▶ **Work to be completed**:
Update the material below by changing every "Batch job #47" to "Batch job #48", and leave everything else as it is.

▶ **Supplied material**:

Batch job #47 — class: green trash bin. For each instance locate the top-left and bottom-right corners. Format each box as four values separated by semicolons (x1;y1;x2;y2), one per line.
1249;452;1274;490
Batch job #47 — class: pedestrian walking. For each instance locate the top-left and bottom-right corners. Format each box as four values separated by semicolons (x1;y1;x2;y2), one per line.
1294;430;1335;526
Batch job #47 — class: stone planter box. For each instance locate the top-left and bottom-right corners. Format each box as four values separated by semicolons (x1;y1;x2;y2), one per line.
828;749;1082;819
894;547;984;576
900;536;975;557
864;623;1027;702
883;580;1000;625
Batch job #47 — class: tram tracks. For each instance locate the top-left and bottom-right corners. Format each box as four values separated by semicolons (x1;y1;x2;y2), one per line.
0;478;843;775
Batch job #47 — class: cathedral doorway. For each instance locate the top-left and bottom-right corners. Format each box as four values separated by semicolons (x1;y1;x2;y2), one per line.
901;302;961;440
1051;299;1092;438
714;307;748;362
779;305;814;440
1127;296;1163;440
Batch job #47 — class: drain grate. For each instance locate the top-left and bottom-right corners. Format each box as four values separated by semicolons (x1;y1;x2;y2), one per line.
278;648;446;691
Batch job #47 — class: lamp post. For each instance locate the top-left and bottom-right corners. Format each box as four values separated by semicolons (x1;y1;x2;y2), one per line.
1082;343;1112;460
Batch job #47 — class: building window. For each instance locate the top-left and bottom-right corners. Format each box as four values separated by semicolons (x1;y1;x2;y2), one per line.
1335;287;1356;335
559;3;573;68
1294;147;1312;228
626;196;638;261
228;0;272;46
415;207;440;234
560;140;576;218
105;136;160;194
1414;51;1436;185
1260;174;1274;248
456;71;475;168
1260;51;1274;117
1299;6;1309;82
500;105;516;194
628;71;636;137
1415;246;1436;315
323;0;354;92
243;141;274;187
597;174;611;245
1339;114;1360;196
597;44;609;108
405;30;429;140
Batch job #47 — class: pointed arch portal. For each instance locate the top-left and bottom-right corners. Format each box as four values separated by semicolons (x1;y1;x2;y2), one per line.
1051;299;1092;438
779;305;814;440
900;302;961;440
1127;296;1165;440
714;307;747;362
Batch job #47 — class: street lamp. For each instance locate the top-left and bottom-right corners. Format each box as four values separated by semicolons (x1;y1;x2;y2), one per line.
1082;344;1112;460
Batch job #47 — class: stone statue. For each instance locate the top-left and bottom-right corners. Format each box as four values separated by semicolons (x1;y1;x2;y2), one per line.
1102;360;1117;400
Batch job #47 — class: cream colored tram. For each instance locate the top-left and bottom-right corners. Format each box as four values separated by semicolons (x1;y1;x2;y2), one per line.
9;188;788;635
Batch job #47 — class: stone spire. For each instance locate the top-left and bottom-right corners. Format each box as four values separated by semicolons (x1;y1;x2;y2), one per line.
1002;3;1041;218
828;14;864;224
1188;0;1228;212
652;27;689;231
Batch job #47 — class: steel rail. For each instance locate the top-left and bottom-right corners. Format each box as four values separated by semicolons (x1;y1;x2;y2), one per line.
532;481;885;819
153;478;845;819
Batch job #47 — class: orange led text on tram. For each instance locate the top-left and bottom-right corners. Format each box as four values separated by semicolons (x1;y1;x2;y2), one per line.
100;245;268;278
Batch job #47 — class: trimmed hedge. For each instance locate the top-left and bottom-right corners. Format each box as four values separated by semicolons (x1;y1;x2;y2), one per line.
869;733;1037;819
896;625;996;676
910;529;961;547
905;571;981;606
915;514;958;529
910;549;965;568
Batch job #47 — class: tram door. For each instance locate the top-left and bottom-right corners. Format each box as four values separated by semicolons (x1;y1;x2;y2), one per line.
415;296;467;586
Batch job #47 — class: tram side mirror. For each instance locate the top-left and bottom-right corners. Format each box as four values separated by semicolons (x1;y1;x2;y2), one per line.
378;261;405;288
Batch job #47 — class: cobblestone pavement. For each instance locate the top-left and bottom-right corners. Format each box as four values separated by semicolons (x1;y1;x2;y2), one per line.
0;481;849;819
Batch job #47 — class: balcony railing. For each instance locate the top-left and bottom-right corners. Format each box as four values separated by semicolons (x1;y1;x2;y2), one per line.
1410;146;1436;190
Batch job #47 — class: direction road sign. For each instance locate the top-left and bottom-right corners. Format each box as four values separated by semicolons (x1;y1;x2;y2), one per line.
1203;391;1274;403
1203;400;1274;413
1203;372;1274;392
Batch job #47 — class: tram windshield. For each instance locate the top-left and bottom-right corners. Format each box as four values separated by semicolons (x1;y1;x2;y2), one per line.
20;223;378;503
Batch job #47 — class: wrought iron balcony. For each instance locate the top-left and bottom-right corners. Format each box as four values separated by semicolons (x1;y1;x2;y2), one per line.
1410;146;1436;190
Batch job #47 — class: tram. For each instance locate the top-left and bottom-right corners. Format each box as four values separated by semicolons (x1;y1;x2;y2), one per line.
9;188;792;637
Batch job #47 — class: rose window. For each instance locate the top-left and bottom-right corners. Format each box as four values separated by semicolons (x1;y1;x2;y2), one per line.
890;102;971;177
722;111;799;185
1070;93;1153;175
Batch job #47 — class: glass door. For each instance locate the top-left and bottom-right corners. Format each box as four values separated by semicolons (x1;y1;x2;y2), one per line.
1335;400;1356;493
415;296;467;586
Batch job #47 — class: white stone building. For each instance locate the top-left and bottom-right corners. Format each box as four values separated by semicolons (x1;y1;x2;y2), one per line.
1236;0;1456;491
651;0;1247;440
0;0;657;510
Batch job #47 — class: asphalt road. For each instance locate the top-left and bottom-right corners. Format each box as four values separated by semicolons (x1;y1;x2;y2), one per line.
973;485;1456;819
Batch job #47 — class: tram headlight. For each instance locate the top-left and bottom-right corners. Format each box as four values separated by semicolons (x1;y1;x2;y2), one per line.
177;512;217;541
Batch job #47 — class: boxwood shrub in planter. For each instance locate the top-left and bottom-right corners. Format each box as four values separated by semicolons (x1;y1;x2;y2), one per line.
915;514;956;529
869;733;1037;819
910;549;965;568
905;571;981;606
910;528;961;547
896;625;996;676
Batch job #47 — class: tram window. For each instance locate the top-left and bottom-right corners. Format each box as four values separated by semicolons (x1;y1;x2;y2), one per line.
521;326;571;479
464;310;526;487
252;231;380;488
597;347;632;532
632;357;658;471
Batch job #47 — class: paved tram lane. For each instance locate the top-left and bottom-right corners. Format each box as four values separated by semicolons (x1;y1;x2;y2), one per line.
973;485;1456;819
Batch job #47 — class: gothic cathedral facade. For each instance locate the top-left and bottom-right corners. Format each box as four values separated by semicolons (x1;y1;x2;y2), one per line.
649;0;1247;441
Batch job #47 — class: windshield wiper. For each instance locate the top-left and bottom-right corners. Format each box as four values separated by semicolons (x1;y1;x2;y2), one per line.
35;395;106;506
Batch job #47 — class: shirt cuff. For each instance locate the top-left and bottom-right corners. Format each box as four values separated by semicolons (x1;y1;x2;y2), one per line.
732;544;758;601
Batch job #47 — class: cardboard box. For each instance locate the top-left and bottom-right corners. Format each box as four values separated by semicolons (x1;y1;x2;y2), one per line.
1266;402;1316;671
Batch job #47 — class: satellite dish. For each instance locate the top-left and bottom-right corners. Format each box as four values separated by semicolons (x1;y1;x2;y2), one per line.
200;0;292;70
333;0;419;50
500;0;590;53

▶ **Finished answer**:
Batch job #48 — class: green trash bin. For each instance locate the top-left and bottom-right corners. Format each box as four values separated by semicolons (x1;y1;x2;y2), one per line.
1249;452;1274;490
Batch job #48 — class: pedestrian walking. For each instance locate the top-left and bottom-right corners. Format each box as four values separated by semicolons (x1;y1;x2;y2), one per line.
1294;430;1335;526
Batch job #48 — class: stone planter box. For each instance locate the top-left and bottom-right corners. Format each box as four values separated by semicolons (x1;y1;x2;y2), one per line.
828;749;1082;819
894;547;984;576
900;536;975;557
864;623;1027;702
883;580;1000;625
Batch job #48 — class: tram tracks. For each instance locate the top-left and bottom-right corners. Format each box as four values separated by semicolons (x1;y1;x2;y2), one per line.
0;478;843;775
Batch job #48 — class: cathedral doorway. For each instance locate the top-left and bottom-right corners. Format each box as four values separated by semicolons (x1;y1;x2;y2), one per line.
901;302;961;440
1051;299;1092;438
714;307;748;362
779;305;814;440
1127;296;1163;440
Batch job #48 — class: drain grate. For each instance locate the top-left and bottom-right corners. Format each box as four values separated by semicolons (x1;y1;x2;y2), one per line.
278;648;446;691
Batch job #48 — class: lamp post. For each instance locate the top-left and bottom-right corners. Format each box as four values separated by semicolons (x1;y1;x2;y2), one per line.
1082;343;1112;460
Batch job #48 — class: building window. For each instance locate the top-left and bottom-right corners. Format each box as four values separated by semicolons (x1;y1;x2;y2), one per line.
1335;287;1356;335
559;3;573;68
1294;147;1312;228
626;196;638;261
228;0;272;46
415;207;440;234
560;140;576;218
105;136;160;194
1414;51;1436;185
1260;174;1274;248
456;71;475;168
1260;51;1274;117
1299;6;1309;82
500;105;516;194
628;71;636;137
1415;246;1436;315
323;0;354;92
243;141;274;187
597;174;611;245
1339;114;1360;196
597;44;609;108
405;30;429;140
Batch job #48 — class: pointed arch portal. For each instance locate the top-left and bottom-right corners. Format each box as four values separated by semicolons (x1;y1;x2;y2), one per line.
1051;299;1092;438
779;305;814;440
900;302;961;440
1127;296;1165;440
714;307;747;362
Batch job #48 — class: street lamp. For each instance locate the top-left and bottom-right corners. Format each box as four values separated by semicolons (x1;y1;x2;y2), one per line.
1082;344;1112;460
Batch job #48 — class: stone statue. For each instance locate the top-left and bottom-right corners. Format each box as four values separated by semicolons (x1;y1;x2;y2), one per line.
1102;360;1117;400
Batch job #48 — class: cream colored tram. For each instance locate the top-left and bottom-right corners. Format each box as four values separated by semicolons (x1;y1;x2;y2), one per line.
9;188;788;635
Batch job #48 — class: stone spire. For each instance locate the top-left and bottom-right corners. Format each box as four values separated by semicolons (x1;y1;x2;y2), one per line.
1002;3;1041;218
828;14;864;224
1188;0;1228;212
652;27;689;231
Batch job #48 — class: steel rail. For each instance locate the top-left and bottom-right corners. Format each box as four values separated by semicolons (x1;y1;x2;y2), one per line.
532;481;885;819
153;478;845;819
Batch job #48 — class: orange led text on tram. For each instance locate the top-left and bottom-right corners. Format each box as four values separated by semicolons (x1;y1;x2;y2), one per line.
100;245;268;278
Batch job #48 — class: trimmed hedge. For each instance locate the top-left and bottom-right corners. Format each box as four values separated by semicolons (x1;y1;x2;y2), one per line.
869;733;1037;819
896;625;996;676
910;529;961;547
905;571;981;606
915;514;958;529
910;549;965;568
Batch job #48 — class: tram door. For each instance locate the top-left and bottom-right corners. Format each box as four values separated by semicolons (x1;y1;x2;y2), one per line.
415;296;467;586
Batch job #48 — class: tram side mirror. For each instance locate the top-left and bottom-right corners. Format each box as four values separated by semicolons (x1;y1;x2;y2), one per line.
378;261;405;288
Batch job #48 — class: cobblestone pavement. For each instance locate the top-left and bottom-right corners. Format each box as four values separated by semicolons (x1;y1;x2;y2), one per line.
0;481;849;819
Batch job #48 — class: balcony railing. For each instance locate the top-left and bottom-right corners. Format each box as four values separated by semicolons (x1;y1;x2;y2), one per line.
1410;146;1436;190
Batch job #48 — class: direction road sign. For each instance locate the top-left and bottom-right corners. Format each box as four values separated by semicolons (x1;y1;x2;y2), one per line.
1203;391;1274;403
1203;400;1274;413
1203;372;1274;392
Batch job #48 — class: tram windshield. For each instance locate the top-left and bottom-right corners. Format each box as four values separated by semicolons (x1;y1;x2;y2), one per line.
20;223;378;503
Batch job #48 — class: wrought iron balcony. For each instance locate the top-left and bottom-right corners. Format each box as four values separated by semicolons (x1;y1;x2;y2), one per line.
1410;146;1436;190
Batch job #48 — class: tram. For each instance locate the top-left and bottom-right corners. Format each box as four values separated by semicolons (x1;y1;x2;y2), one per line.
9;188;792;637
Batch job #48 — class: rose window. For each instance locate the top-left and bottom-right corners. Format each box as four values separated by semicolons (x1;y1;x2;y2), one per line.
890;102;971;177
722;111;799;185
1070;93;1153;175
Batch job #48 — class: glass door. For each instance locate the top-left and bottom-right corners. Format each box as four values separated by semicolons (x1;y1;x2;y2), one per line.
1335;400;1356;493
415;296;467;586
Batch job #48 — class: white stone building. For each instance locate the top-left and bottom-right corners. Format each box as four values separated by semicolons (x1;y1;x2;y2), one per line.
1236;0;1456;491
651;0;1247;440
0;0;657;510
Batch job #48 — class: asphalt road. For each instance locate the top-left and bottom-right corners. Format each box as four values separated by semicolons (x1;y1;x2;y2), one per line.
973;485;1456;819
Batch job #48 — class: tram headlight. For each instance locate the top-left and bottom-right corners. Format each box as four values separated by semicolons (x1;y1;x2;y2), one per line.
177;512;217;541
Batch job #48 — class: boxwood shrub in planter. For each instance locate the top-left and bottom-right corners. Format each box as four values separated by semicolons (x1;y1;x2;y2), one per line.
915;514;956;529
869;733;1037;819
910;549;965;568
905;571;981;606
910;528;961;547
896;625;996;676
Batch job #48 — class: tram window. For each instance locate the top-left and bottom-right corners. Format each box as four values separated by semicolons (x1;y1;x2;y2), one per line.
521;326;571;479
464;310;526;487
252;231;380;488
597;347;632;532
632;357;658;471
Batch job #48 — class: paved tram lane. For each instance locate the top-left and bottom-right corners. Format each box as four values separated by semicolons (x1;y1;x2;y2), one per line.
973;485;1456;819
Batch job #48 — class: gothic cathedral facade. For each instance locate the top-left and bottom-right corners. Format each box as four values separated by semicolons (x1;y1;x2;y2), one per line.
649;0;1247;441
Batch job #48 — class: windshield wiper. For each instance locate the top-left and bottom-right corners. Format each box as four values separated by semicolons (x1;y1;x2;y2), one per line.
35;395;106;506
Batch job #48 — class: shirt cuff. For each instance locate the top-left and bottom-right corners. Format each box as four values separated by semicolons (x1;y1;x2;y2), one per line.
732;544;758;601
Batch job #48 — class: cardboard box. For each instance locate the top-left and bottom-right corners. Format each box as four values separated by semicolons (x1;y1;x2;y2), one per line.
1266;402;1316;671
Batch job #48 — class: satellite dish. For each instance locate the top-left and bottom-right corners. Format each box as four values separated by semicolons (x1;y1;x2;y2), one per line.
200;0;292;70
333;0;419;50
500;0;590;53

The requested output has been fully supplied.